## SELECTED PASSAGE
# Is This Book Any Good??



## Happypaphy7 (Nov 17, 2015)

I'd like some opinions from those who read this book.
It's a bit costly, so I want to make sure if it's worth paying the money.


http://www.amazon.com/Slipper-Orchids-Paphiopedilum-Secrets-Revealed/dp/1426920083


----------



## SlipperKing (Nov 18, 2015)

First I've every heard or seen of it. I have many but not this one. Who is the author?


----------



## edkravcik (Nov 18, 2015)

I have a copy

. If I recall this book is listed at $250 or so a copy. I found it online for $20 plus shipping so I took a chance

Even at $20 I would not buy this book again. Terrible print, worse quality paper and zero content compared to the classic Paph books. 

IMHO Do not waste your money


----------



## Paphluvr (Nov 18, 2015)

I think the tip-off is in the first sentence of the description. "This book should not be seen as a work of science..."


----------



## Happypaphy7 (Nov 18, 2015)

SlipperKing said:


> First I've every heard or seen of it. I have many but not this one. Who is the author?



It says Bruno Friesen.


----------



## Happypaphy7 (Nov 18, 2015)

edkravcik said:


> I have a copy
> 
> . If I recall this book is listed at $250 or so a copy. I found it online for $20 plus shipping so I took a chance
> 
> ...



Are you sure?
I have never seen this book offered for under $200 even for a used one.
It sounds like a big thick book loaded with photos and such.


----------



## SlipperFan (Nov 18, 2015)

I find it curious that there is no review or sample pages for this book on Amazon. Rather unusual, I think.


----------



## chris20 (Nov 18, 2015)

Your local public library could probably borrow it for you via interlibrary loan; that way you could look at it for free.


----------



## edkravcik (Nov 18, 2015)

I purchased it on a book site that I used to check regularly. It popped up one day as 95% off. 

I assumed it was a remainder so I purchased one. The day after I purchased the price shot up again and never dropped

As for the book's size. It is physically big and has lots of pages. Unfortunately that is because there is little content on most pages I could have provided more useful info in a small pamphlet 

Anyone who lives near me is welcome to borrow my copy. However caveat emptor to those with deep pockets


----------



## Happypaphy7 (Nov 19, 2015)

I see. Thanks.
Good thing you didn't have to spend a lot of money.


----------

## INSTRUCTION A
Rewrite the entries between the line holding "Mark every instance of the maroon" and the line holding "(1109, 595)", inclusive, with "dirt path" changed to "gravel path" and nothing else altered.

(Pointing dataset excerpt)

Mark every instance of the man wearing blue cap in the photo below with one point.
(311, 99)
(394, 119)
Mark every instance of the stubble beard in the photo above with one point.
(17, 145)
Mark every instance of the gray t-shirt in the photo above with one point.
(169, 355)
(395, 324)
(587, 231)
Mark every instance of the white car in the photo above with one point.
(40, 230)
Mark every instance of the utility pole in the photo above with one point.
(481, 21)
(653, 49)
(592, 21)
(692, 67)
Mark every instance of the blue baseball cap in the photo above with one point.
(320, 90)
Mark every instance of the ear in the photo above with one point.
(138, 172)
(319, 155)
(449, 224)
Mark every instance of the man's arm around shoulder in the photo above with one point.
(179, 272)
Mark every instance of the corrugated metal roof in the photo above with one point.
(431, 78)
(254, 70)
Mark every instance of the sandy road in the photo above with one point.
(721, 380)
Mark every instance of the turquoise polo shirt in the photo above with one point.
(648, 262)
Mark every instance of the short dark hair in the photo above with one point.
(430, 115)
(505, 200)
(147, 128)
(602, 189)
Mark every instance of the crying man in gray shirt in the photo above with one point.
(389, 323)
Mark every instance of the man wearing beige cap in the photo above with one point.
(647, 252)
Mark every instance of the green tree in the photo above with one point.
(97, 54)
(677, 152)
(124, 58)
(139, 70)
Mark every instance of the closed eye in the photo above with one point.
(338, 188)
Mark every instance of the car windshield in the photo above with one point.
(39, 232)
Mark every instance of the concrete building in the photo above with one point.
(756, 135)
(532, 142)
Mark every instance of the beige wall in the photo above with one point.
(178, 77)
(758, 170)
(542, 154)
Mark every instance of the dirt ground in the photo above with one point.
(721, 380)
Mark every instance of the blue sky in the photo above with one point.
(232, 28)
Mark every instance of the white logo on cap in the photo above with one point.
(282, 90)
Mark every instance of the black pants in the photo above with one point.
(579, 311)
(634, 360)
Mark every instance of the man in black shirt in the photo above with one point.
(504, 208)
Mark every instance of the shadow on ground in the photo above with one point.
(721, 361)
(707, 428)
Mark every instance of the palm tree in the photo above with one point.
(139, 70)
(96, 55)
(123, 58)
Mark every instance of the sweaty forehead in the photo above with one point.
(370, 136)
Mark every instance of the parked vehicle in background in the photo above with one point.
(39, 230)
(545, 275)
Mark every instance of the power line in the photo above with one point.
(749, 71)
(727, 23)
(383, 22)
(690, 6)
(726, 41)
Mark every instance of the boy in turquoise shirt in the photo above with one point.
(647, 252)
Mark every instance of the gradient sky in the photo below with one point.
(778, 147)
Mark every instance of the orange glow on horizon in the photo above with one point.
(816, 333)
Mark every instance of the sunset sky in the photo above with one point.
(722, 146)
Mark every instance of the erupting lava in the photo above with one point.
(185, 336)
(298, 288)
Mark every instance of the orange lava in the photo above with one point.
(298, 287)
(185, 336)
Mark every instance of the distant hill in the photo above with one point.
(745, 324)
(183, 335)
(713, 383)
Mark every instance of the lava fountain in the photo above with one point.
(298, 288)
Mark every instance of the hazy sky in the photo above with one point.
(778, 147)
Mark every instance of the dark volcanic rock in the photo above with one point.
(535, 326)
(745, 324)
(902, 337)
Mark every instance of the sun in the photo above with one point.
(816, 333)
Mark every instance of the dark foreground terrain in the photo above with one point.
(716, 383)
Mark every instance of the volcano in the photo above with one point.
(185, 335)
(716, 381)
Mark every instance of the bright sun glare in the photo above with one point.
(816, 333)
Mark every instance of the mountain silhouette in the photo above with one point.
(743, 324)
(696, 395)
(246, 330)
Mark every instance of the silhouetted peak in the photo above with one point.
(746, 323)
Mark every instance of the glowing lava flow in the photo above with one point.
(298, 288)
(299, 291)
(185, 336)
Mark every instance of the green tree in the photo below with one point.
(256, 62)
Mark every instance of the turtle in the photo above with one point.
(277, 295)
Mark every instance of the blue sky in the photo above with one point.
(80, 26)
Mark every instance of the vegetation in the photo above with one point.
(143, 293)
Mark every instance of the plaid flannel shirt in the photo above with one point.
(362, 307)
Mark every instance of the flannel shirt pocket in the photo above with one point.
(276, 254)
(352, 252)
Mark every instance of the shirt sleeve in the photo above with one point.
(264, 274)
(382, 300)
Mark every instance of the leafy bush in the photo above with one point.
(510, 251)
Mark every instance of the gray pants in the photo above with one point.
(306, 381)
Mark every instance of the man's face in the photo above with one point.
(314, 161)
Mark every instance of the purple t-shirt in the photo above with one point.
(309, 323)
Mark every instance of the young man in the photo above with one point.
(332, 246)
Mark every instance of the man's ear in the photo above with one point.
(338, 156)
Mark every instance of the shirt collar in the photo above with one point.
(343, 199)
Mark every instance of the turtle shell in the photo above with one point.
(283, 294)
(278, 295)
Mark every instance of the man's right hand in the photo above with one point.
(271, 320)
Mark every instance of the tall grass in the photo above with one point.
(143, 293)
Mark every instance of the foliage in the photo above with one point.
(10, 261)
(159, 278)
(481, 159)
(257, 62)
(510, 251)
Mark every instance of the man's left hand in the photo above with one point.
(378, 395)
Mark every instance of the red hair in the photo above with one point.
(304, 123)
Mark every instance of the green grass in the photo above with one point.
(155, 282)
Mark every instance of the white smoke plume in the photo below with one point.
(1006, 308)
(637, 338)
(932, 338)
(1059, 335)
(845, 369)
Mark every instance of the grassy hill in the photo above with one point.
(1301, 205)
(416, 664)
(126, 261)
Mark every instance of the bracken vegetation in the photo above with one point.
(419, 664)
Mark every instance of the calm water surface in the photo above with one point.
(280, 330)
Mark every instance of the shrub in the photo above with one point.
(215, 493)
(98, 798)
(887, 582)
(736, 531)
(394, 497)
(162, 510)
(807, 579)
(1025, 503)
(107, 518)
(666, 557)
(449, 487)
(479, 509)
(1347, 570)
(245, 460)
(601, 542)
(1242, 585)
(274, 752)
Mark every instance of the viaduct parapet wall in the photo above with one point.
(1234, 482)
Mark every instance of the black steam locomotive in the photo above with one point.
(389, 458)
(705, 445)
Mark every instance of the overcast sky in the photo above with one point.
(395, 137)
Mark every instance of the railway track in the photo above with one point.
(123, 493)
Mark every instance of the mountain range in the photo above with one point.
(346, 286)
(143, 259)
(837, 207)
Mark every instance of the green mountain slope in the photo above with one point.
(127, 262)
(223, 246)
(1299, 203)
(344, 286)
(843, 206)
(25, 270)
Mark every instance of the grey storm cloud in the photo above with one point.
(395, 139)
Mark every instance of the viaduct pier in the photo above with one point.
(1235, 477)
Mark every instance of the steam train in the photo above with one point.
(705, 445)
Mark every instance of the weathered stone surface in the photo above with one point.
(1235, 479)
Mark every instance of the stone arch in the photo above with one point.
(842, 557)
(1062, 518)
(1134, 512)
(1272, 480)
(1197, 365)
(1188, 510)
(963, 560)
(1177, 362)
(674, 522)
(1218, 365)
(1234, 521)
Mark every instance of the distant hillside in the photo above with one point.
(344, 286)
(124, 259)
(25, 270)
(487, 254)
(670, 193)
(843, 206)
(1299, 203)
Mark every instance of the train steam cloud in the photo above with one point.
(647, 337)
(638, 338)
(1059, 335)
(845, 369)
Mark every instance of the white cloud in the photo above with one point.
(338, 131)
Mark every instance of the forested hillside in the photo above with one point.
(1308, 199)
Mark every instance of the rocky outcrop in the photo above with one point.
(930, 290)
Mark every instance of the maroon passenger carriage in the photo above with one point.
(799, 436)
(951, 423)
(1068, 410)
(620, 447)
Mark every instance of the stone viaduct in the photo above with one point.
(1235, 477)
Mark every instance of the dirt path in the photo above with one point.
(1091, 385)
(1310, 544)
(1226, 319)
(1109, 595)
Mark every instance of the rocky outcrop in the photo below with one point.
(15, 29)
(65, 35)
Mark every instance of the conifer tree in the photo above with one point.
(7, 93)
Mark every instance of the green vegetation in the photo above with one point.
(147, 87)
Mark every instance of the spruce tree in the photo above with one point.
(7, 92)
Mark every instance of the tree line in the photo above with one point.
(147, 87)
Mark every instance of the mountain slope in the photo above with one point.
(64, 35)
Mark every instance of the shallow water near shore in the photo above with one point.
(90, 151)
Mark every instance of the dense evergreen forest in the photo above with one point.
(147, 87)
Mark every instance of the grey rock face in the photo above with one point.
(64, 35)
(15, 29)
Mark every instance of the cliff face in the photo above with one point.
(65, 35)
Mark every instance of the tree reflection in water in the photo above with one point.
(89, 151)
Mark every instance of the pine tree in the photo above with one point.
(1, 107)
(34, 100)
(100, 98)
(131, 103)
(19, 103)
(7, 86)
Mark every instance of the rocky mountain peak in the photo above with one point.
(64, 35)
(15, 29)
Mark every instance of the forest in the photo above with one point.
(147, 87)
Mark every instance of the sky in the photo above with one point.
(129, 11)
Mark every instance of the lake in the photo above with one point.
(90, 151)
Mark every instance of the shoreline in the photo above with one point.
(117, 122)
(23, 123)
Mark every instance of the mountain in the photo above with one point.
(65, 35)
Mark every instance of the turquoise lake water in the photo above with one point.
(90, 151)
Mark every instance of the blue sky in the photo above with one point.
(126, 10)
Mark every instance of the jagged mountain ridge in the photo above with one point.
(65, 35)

## INSTRUCTION B
Based on the forum thread about the slipper orchid book, does each statement agree with it? (i) edkravcik got his copy for $20 plus shipping. (ii) SlipperFan points out that the book has several reviews on Amazon. (iii) chris20 suggests getting the book through interlibrary loan.

## EXERCISE ANSWER A
Mark every instance of the maroon passenger carriage in the photo above with one point.
(799, 436)
(951, 423)
(1068, 410)
(620, 447)
Mark every instance of the stone viaduct in the photo above with one point.
(1235, 477)
Mark every instance of the gravel path in the photo above with one point.
(1091, 385)
(1310, 544)
(1226, 319)
(1109, 595)

## EXERCISE ANSWER B
(i) Yes: "I found it online for $20 plus shipping so I took a chance"
(ii) No: "I find it curious that there is no review or sample pages for this book on Amazon."
(iii) Yes: "Your local public library could probably borrow it for you via interlibrary loan"